__Work to be completed__: Every entry should be reproduced precisely, with each picture left out.

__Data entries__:
● ● ● ● ●

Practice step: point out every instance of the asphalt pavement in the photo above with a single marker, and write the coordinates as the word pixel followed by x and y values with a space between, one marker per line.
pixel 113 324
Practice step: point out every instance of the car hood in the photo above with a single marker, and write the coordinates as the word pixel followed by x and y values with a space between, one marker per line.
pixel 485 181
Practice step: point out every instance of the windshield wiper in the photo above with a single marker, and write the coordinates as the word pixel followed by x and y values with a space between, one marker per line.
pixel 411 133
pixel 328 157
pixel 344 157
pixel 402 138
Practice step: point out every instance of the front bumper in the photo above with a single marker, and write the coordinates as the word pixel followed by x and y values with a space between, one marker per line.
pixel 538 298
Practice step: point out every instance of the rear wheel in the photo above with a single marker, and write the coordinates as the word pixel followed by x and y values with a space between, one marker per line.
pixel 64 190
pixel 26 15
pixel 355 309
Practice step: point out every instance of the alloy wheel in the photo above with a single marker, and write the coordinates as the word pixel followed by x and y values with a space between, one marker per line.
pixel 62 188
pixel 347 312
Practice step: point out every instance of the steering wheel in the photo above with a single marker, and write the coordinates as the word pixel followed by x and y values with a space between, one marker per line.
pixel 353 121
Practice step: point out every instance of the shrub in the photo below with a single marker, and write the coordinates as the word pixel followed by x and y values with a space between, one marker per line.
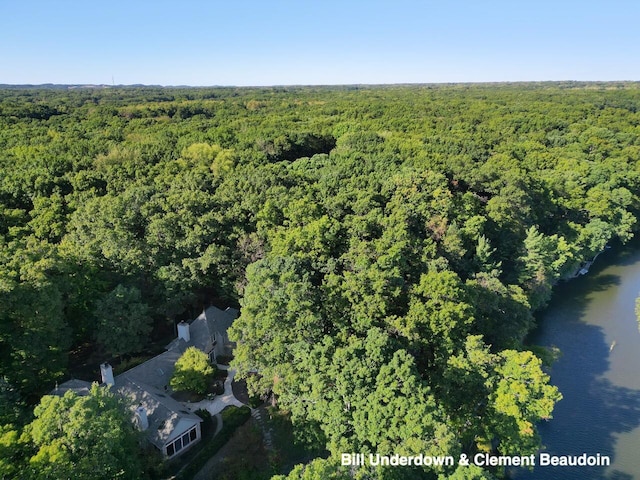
pixel 193 372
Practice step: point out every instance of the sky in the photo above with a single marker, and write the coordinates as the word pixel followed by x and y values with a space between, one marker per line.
pixel 316 42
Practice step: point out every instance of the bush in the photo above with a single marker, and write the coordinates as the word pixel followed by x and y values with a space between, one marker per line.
pixel 193 372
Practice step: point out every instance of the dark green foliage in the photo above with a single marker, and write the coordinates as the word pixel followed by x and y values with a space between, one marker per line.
pixel 232 418
pixel 365 231
pixel 82 437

● ● ● ● ●

__Exercise solution__:
Practice step: point out every instance of the asphalt pavement in the photo above with a single marker, and write the coordinates as the word pixel followed by x and y values with a space between, one marker per line.
pixel 113 324
Practice step: point out every instance of the car hood in the photo above with a single marker, and write the coordinates as the word pixel followed by x and y values with a space between, one marker per line.
pixel 485 181
Practice step: point out every instance of the windshield wiper in the photo above with a single marker, and write the coordinates as the word pixel followed by x and y values with a space between, one marker per line.
pixel 411 133
pixel 328 157
pixel 344 157
pixel 402 138
Practice step: point out every instance of the front bumper in the photo above with a single marker, and write the coordinates as the word pixel followed by x and y values with a space between, one marker per line.
pixel 538 298
Practice step: point out every instance of the rear wheel in the photo above with a single marker, and write the coordinates as the word pixel followed by x and y values with a space between, one marker per line.
pixel 64 190
pixel 26 15
pixel 355 309
Practice step: point out every instance of the alloy wheel in the photo above with a single marker, and write the coordinates as the word pixel followed by x and y values with a space between, one marker per line.
pixel 62 188
pixel 347 312
Practice step: point out every instance of the steering wheel in the photo above with a single marker, and write the coordinates as the word pixel followed by x and y values with a space between, one marker per line.
pixel 353 121
Practice step: point out every instance of the shrub in the photo below with a single marker, and write the coordinates as the word pixel followed by x and y values with a space between, one marker per line.
pixel 193 372
Practice step: point out every instance of the sky in the photo above with a single marker, and write the coordinates as the word pixel followed by x and y values with a space between, one marker per line.
pixel 316 42
Practice step: point out every instance of the bush in the photo above with a single marker, and write the coordinates as the word pixel followed by x and y values with a space between, one marker per line.
pixel 193 372
Practice step: point out every instance of the dark green foliage in the photo above with a single marker, and write the coordinates as the word pixel followed by x and y values with a space between, one marker per line.
pixel 232 418
pixel 365 231
pixel 82 437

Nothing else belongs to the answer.